* **Exercise details**
Rewrite the material below with every "indicate" changed to "mark" and nothing else altered. Leave the pictures out of your version.

* **Exercise inputs**

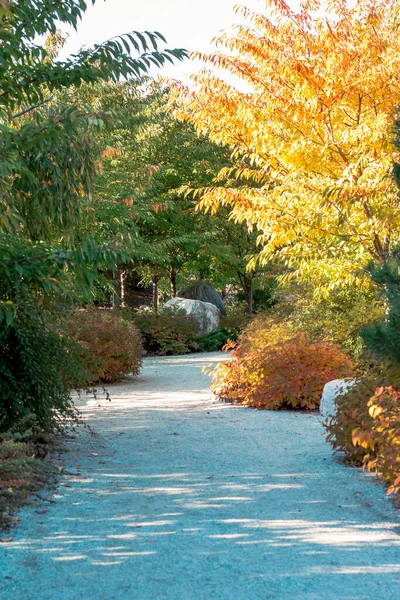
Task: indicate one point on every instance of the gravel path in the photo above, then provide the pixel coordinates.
(181, 498)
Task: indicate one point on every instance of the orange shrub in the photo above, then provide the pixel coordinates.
(273, 368)
(367, 428)
(113, 342)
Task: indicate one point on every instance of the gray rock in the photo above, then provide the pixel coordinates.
(205, 292)
(206, 314)
(332, 390)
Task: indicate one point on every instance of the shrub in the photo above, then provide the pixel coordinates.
(170, 332)
(339, 316)
(215, 341)
(38, 367)
(274, 367)
(366, 428)
(21, 470)
(112, 341)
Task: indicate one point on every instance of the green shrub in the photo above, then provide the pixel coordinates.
(274, 367)
(111, 340)
(339, 316)
(215, 341)
(38, 367)
(170, 332)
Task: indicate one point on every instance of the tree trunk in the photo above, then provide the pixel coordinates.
(172, 278)
(155, 280)
(248, 290)
(122, 277)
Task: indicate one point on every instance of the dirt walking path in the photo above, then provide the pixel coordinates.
(182, 498)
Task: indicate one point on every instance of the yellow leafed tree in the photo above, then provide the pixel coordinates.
(313, 129)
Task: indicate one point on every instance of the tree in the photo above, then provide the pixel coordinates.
(313, 131)
(48, 155)
(148, 157)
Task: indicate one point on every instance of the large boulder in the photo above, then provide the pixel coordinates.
(206, 314)
(332, 390)
(205, 292)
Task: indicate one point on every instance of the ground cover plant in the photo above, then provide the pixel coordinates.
(366, 426)
(112, 344)
(22, 470)
(169, 332)
(275, 367)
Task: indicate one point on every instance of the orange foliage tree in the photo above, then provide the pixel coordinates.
(312, 123)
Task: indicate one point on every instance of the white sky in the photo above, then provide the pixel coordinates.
(186, 24)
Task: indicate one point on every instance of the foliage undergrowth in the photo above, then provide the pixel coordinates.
(274, 367)
(366, 427)
(113, 344)
(38, 367)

* **Response**
Task: mark one point on every instance of the gravel path in the photo above, then provide the pixel coordinates.
(181, 498)
Task: mark one point on every instance of the orange shrub in the photo above, then provide the pixel coordinates.
(273, 368)
(367, 428)
(113, 342)
Task: mark one point on every instance of the gray rock in the photo above, then provide the pixel coordinates.
(205, 292)
(206, 314)
(332, 390)
Task: mark one point on every instance of the shrub in the photo above, then provide the pixel coordinates.
(170, 332)
(339, 316)
(215, 341)
(38, 367)
(274, 367)
(366, 428)
(21, 470)
(112, 341)
Task: mark one point on every instance of the green shrub in the photo above, then provide the pixel coordinates.
(274, 367)
(111, 340)
(339, 316)
(215, 341)
(38, 367)
(170, 332)
Task: mark one point on every instance of the tree trunk in the photo above, then provide the pixel coordinates.
(172, 278)
(155, 280)
(248, 290)
(122, 277)
Task: mark one point on every instance of the dirt walking path in the photo above, then provide the pixel coordinates.
(182, 498)
Task: mark one point on every instance of the yellow leafed tree in the photo above, then provide the pixel coordinates.
(313, 129)
Task: mark one point on every instance of the tree in the photo above, then provide the pixel coordinates.
(313, 131)
(48, 155)
(148, 157)
Task: mark one point on every instance of the large boulder in the photo above, then provide the pixel coordinates.
(206, 314)
(332, 390)
(205, 292)
Task: mark one point on every instance of the ground cover plant in the photo above, then provide the pixel coordinates.
(366, 426)
(112, 344)
(22, 470)
(169, 332)
(275, 367)
Task: mark one point on every instance of the orange foliage tree in the photo above, then provide the pixel coordinates.
(312, 123)
Task: mark one point on every instance of the white sky in the photo above, then provide the pixel coordinates.
(186, 24)
Task: mark one point on every instance of the foliage undergrowth in the photo above, then provide the pixel coordinates.
(274, 367)
(366, 427)
(113, 344)
(38, 367)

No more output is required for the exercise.